* _Problem requirements_
Copy out the part below that opens with the line containing "Target: wild strawberry" and closes with the line containing "Target: clenched fist", both ends included, with each line exactly as it appears. Leave the pictures out of your copy.
[BEGIN]
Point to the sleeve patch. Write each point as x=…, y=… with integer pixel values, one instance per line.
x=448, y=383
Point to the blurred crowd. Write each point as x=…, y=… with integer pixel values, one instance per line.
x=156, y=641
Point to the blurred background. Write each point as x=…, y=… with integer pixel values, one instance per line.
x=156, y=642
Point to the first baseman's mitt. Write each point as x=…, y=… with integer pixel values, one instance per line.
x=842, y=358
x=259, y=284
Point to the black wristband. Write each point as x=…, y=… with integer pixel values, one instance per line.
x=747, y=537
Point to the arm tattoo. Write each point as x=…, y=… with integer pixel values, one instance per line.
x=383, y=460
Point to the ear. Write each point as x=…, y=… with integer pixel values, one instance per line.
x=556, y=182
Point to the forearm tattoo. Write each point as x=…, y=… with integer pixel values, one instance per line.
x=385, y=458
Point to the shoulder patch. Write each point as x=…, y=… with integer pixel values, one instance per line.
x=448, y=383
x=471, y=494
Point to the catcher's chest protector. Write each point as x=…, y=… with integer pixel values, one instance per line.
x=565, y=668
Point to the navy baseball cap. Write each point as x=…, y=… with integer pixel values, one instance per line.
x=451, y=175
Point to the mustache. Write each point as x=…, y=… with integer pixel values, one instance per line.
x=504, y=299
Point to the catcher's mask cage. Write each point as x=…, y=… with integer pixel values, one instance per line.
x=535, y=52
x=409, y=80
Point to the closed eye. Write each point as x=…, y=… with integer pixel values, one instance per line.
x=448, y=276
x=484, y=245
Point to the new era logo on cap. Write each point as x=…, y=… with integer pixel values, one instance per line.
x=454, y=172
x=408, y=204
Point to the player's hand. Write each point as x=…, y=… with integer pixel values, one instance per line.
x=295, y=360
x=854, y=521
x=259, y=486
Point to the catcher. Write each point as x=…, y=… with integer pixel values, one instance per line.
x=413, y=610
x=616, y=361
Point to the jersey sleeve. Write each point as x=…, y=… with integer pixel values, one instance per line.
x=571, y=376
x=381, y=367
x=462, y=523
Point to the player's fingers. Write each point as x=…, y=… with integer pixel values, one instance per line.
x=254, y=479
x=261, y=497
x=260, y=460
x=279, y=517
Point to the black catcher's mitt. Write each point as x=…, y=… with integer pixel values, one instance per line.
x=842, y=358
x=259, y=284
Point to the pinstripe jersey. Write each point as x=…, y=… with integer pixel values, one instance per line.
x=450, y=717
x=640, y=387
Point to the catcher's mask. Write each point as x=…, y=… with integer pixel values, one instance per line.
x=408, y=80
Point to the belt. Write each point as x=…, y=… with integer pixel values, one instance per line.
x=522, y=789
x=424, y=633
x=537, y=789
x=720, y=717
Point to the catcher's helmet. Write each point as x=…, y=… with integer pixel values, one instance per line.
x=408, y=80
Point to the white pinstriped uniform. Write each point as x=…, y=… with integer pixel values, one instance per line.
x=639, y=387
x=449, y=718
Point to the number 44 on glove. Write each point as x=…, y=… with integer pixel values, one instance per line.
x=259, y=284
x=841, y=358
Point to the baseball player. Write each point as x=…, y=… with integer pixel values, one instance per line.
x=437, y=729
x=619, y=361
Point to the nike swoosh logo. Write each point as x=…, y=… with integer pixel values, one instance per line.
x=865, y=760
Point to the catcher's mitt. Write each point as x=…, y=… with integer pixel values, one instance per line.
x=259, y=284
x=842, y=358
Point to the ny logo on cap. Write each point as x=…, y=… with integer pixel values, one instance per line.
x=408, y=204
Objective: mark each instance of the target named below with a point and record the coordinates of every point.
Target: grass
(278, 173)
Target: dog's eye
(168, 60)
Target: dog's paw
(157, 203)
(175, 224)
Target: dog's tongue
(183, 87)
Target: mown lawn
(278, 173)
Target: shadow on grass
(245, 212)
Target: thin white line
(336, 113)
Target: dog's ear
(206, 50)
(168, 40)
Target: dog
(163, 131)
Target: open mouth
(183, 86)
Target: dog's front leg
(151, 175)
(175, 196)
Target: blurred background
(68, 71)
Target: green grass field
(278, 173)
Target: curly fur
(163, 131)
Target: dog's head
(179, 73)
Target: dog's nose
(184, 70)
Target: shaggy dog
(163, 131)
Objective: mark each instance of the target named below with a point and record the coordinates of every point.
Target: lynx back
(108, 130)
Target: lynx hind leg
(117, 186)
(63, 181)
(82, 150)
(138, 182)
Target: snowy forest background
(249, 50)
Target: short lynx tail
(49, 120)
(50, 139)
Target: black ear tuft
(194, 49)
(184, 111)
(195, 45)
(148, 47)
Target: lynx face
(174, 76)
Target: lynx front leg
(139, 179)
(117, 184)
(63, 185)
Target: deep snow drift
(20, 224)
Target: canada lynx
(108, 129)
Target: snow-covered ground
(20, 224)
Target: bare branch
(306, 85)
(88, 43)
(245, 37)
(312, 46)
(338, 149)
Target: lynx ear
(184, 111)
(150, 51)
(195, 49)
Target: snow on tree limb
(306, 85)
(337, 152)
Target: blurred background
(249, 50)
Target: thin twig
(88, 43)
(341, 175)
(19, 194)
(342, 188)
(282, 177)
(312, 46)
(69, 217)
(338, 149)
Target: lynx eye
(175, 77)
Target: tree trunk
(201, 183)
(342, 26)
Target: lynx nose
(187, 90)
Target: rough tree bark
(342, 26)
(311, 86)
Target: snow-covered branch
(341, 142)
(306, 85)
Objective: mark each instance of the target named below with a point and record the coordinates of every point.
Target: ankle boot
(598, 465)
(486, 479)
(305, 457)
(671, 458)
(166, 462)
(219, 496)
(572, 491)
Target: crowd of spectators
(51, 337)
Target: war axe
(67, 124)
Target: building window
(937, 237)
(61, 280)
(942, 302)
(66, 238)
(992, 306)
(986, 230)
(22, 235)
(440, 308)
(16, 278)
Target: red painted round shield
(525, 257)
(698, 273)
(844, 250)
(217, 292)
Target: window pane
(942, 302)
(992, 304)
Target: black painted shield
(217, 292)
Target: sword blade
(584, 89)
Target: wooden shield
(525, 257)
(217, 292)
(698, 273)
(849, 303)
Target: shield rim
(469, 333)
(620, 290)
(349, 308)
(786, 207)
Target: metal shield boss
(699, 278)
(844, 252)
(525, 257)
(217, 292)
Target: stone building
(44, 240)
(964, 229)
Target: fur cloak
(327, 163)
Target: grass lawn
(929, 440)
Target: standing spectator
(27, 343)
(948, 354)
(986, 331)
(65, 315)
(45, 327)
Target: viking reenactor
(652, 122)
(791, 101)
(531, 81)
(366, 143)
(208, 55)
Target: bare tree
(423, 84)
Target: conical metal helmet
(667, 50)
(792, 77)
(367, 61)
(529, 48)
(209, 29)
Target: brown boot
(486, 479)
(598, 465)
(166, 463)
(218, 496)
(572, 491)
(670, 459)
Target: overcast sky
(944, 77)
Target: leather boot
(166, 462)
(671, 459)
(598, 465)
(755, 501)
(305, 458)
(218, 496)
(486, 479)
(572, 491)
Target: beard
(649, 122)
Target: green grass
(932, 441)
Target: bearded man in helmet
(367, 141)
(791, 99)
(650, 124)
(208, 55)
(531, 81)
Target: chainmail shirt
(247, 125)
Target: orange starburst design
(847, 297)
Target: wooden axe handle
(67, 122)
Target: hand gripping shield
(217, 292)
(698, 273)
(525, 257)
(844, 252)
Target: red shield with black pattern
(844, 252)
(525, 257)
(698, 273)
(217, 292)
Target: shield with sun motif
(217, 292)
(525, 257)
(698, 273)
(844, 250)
[END]
[BEGIN]
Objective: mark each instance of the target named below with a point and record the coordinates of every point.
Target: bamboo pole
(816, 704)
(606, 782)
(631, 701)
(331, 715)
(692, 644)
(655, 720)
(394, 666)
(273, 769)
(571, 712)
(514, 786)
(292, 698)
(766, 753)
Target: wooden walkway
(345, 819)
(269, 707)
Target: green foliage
[END]
[BEGIN]
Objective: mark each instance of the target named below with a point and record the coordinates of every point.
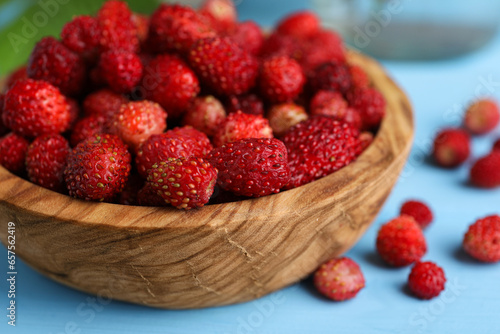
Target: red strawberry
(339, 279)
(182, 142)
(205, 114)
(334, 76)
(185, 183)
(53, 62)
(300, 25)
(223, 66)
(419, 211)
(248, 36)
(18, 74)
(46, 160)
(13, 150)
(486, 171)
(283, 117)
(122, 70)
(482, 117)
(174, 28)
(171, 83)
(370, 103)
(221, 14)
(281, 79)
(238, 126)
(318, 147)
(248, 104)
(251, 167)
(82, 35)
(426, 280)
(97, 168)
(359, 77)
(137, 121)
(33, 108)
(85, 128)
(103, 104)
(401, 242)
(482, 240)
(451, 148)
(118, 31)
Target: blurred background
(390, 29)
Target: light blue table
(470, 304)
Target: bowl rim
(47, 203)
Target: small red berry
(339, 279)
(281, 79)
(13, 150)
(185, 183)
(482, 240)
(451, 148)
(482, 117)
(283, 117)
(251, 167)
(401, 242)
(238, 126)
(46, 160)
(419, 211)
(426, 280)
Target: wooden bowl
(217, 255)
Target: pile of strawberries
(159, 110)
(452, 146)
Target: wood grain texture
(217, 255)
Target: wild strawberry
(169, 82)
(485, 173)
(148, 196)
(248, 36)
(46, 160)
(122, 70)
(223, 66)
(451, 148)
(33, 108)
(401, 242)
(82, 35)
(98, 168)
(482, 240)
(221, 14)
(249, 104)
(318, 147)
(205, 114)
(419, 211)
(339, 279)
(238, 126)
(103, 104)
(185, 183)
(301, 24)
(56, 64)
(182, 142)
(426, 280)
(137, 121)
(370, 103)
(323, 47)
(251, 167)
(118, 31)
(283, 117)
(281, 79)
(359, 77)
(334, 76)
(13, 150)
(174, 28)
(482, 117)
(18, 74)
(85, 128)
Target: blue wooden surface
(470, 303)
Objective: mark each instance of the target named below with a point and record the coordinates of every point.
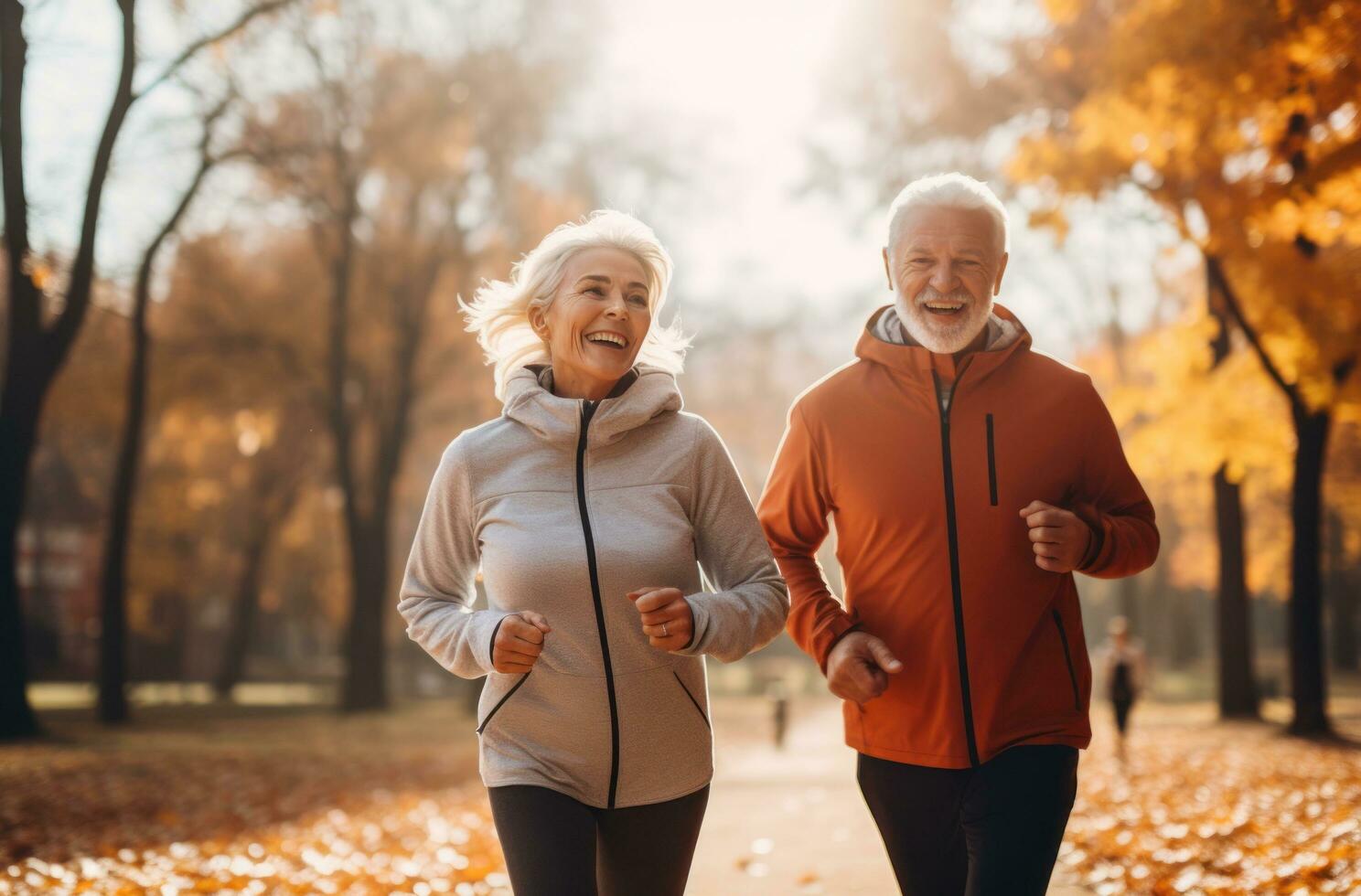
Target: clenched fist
[END]
* _Answer for this exercise_
Target: wild strawberry
(169, 82)
(485, 173)
(148, 196)
(248, 36)
(46, 160)
(122, 70)
(223, 66)
(451, 148)
(33, 108)
(401, 242)
(82, 35)
(98, 168)
(482, 240)
(221, 14)
(249, 104)
(318, 147)
(205, 114)
(419, 211)
(339, 279)
(238, 126)
(103, 104)
(185, 183)
(301, 24)
(56, 64)
(182, 142)
(426, 280)
(137, 121)
(370, 103)
(323, 47)
(251, 167)
(118, 31)
(283, 117)
(281, 79)
(359, 77)
(334, 76)
(13, 150)
(174, 28)
(482, 117)
(18, 74)
(85, 128)
Target: blue wooden surface
(470, 303)
Objective: mark each instance of the target named below with a point and record the coordinates of every point.
Target: clenched fist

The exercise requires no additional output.